> Material
= = = = = = =

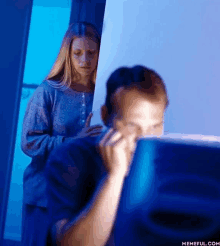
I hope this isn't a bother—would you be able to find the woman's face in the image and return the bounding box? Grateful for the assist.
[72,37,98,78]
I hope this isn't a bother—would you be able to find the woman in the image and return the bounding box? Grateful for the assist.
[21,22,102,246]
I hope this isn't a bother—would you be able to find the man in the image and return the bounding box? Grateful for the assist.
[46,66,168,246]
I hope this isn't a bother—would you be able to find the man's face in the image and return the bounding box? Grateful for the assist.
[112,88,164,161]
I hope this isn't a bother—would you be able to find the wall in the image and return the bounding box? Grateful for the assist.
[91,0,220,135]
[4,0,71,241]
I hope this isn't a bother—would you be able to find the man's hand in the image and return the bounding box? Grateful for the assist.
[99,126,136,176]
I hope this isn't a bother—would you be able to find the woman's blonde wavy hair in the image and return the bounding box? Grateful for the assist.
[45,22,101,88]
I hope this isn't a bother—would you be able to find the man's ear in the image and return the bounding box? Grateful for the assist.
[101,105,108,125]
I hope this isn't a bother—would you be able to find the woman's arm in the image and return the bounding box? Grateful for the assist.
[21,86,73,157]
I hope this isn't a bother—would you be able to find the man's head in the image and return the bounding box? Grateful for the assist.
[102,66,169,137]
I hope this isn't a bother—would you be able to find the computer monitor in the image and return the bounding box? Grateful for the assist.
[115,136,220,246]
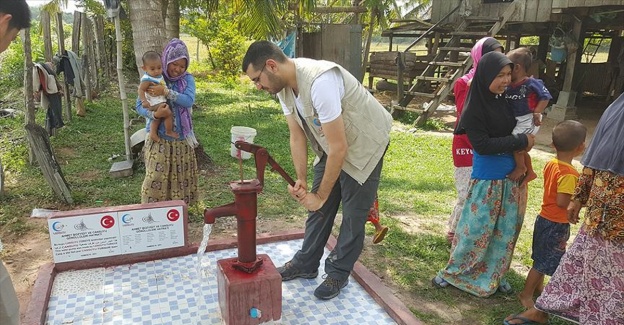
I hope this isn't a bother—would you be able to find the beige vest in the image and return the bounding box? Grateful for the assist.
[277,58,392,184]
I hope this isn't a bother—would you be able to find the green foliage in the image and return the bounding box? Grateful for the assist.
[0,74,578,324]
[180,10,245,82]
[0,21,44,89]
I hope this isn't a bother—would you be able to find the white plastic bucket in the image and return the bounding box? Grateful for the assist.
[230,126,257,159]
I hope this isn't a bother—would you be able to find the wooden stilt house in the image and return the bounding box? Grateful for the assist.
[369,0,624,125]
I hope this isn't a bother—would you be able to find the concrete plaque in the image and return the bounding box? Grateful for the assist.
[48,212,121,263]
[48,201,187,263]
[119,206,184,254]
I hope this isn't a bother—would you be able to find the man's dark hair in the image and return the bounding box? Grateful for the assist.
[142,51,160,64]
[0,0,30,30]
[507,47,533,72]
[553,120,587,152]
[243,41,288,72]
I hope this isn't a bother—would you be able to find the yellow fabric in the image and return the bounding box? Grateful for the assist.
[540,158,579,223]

= = = = = = =

> What is needed
Rewrite the records above, changing "image" to "photo" wherever it occurs and leaving everything else the same. Omit the pictures from your answer.

> Full response
I hope this isn't a bother—would you be able to find the woman's face in the photo and return the bounding box? Grateful for the assist.
[72,37,98,78]
I hope this isn't a bother—would you be able to find the woman in the photo and return the bounding box? Grateful for the assist.
[21,22,102,246]
I hope this isn't a bother—would you be able to find the man in the photo and return the bounding box? Grateful for the assist.
[46,66,168,246]
I hope this isn't a bother—would you be able to find the man's face in the photo and return the bounding box? Grateful for the assist.
[112,88,164,161]
I hope this isn't a bother—would you be able to find the wall in the photo and return the bounding box? Grateful for the assist.
[91,0,220,135]
[4,0,71,241]
I hope this isn't a bother—would you be able to find the man's hand in the photo and return the bounding box? Grateful for the assist.
[99,126,136,176]
I hope this isn't a bother—would you be able to find the woman's blonde wavy hair in the photo and return the bounding box? Grateful for the assist.
[45,22,101,88]
I hope this isn't a bother—would you be able to find the man's ear in the photo and return the bounding box? Grateful for the assist.
[101,105,108,125]
I hope this isn't a bother—would you be able to find the woman's arm in the photo and return the bounding box? Grateful for the assist.
[21,86,73,157]
I hope this isn't a bother—would you be able to find the man's head in the photo and return the bounding box? Grateful for the assist.
[102,66,169,137]
I hope this isn't a bother—would you be able to find the computer monitor in the photo and return the bounding box? Grateful for the assist.
[115,136,220,246]
I hope this isn't a bother—would you be able to find the beige vest in the photo and return the bounding box? Grateful for the assist.
[277,58,392,184]
I hope this isn't a bother—would you be able to find the green foliage in the photo and return the bounding box? Grateful for the assist.
[0,74,578,324]
[180,10,245,82]
[0,21,44,89]
I hope this isn't a bother—would you be able to find the white plastic bucket in the photo and return the bounding box? Grateful for the assist.
[230,126,257,159]
I hope this isn't a bother—would you be able to find the wooden stilt house in the photo and return the bounding box? Grateful for the assist.
[369,0,624,125]
I hope this isn't a bother—would you be able to find the concrete plaque in the photo and return the bounding box? Grateful for the assist.
[48,212,121,263]
[48,201,187,263]
[119,206,184,254]
I hope this isn't a bother—would you be able to find the man's dark hair in the photo and return the bounding box? Grateful for the assist.
[142,51,160,64]
[0,0,30,30]
[507,47,533,72]
[553,120,587,152]
[243,41,288,72]
I hope this isn't a bother—would you be able to find the yellow fabric in the photo and return the bounding box? Grateful for the assist.
[540,158,579,223]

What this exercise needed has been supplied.